CHECK YOUR UNDERSTANDING ->
[1] From the recovery account, list everyone the text says the fear crept through.
[2] Print the part of the recovery account starting at "February 15th, 2010" and ending at "desperately needed it.".

PAGE EXTRACT ->

━━━━

I once lived a life where my prolonged existence deemed improbable. It wasn’t obvious to most, but mental illness slowly deteriorated my existence. The notches on the battery icon hanging over my head slowly winded down until there was one notch left. It was blinking red. I only had so much time left before I became a statistic.
February 15th, 2010
I woke up knowing I had to make a decision. Was I going to let my battery drain completely? Or was I going to desperately find a way to recharge? I normally found getting out of bed difficult, but the anticipation of what was to come took away the heinousness. I walked downstairs and waited for my dad to leave for work. I didn’t feel anything anymore, rather everything once meaningful to me didn’t matter. I was numb, and I was ready to take my life. I then desperately made a plea for help, and I was rushed to the hospital by my loving mother, tears running down her face and in complete horror. My battery blinked red urging me to recharge for many days, but the fear creeping through my mom, my dad, and I gave me a sense of life. I was ready for help, and I desperately needed it.
I spent a week at SummitRidge in Lawrenceville, Georgia, and my eating disorder finally had a name. I went into the hospital for suicidal thoughts, but doctors in the hospital recognized I was dealing with something I’m continuously reminded of to this day. My heart rate and blood pressure were dangerously low, and I only consumed salads (no dressing, of course) and refused to eat the Cheez-Its and Ritz Crackers they often offered for a snack. In addition, my size 00 jeans were falling off of me during group therapy, and since we couldn’t wear belts in the unit, the skeletal entity underneath caught the attention of my care team. I spent a week in the hospital – including my 14th birthday – and I learned how selfish taking my life would have been. This hospital stay was the beginning of a long and enduring path of recovery, and it’s a path I still find myself prodding along. Recovery is a blessing, and so are those who’ve helped pave this path for me so I can continue traveling on it for the rest of my life.

━━━━

RECORDED DATA ->
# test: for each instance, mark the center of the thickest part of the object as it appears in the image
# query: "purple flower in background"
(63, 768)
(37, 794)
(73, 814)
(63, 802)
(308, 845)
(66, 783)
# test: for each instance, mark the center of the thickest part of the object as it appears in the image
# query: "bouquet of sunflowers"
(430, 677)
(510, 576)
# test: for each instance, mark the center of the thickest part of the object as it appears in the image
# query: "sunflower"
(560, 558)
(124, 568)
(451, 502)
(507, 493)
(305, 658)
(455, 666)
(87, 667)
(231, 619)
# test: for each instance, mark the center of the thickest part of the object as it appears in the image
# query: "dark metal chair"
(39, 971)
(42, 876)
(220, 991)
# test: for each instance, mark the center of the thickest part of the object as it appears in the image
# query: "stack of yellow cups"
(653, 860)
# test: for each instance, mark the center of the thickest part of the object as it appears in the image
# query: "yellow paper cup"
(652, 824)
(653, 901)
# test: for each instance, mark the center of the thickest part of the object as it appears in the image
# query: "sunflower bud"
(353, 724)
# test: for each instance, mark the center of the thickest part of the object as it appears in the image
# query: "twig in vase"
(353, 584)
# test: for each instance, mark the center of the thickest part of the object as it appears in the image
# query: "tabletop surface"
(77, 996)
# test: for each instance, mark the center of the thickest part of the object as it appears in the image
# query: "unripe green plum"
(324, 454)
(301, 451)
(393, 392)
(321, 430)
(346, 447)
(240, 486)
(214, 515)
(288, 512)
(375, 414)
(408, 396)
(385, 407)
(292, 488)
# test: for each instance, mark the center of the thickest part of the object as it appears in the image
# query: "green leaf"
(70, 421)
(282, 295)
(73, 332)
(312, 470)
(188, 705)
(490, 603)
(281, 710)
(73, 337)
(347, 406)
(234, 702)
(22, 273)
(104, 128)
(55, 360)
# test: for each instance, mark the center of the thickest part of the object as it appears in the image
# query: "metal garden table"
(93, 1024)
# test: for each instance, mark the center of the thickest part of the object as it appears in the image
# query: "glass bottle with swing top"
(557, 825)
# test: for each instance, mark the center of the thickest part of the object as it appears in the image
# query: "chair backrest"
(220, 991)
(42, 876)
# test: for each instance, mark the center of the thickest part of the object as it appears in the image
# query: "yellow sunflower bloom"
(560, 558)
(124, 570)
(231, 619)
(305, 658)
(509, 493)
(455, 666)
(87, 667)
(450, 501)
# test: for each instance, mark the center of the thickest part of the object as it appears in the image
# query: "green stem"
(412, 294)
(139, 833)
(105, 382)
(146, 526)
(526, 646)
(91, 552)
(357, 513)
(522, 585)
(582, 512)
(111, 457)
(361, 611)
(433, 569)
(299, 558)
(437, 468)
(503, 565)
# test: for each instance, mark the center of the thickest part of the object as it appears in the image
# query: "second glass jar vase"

━━━━

EXPECTED RESPONSES ->
[1]
- The narrator's mom
- The narrator's dad
- The narrator

[2]
February 15th, 2010
I woke up knowing I had to make a decision. Was I going to let my battery drain completely? Or was I going to desperately find a way to recharge? I normally found getting out of bed difficult, but the anticipation of what was to come took away the heinousness. I walked downstairs and waited for my dad to leave for work. I didn’t feel anything anymore, rather everything once meaningful to me didn’t matter. I was numb, and I was ready to take my life. I then desperately made a plea for help, and I was rushed to the hospital by my loving mother, tears running down her face and in complete horror. My battery blinked red urging me to recharge for many days, but the fear creeping through my mom, my dad, and I gave me a sense of life. I was ready for help, and I desperately needed it.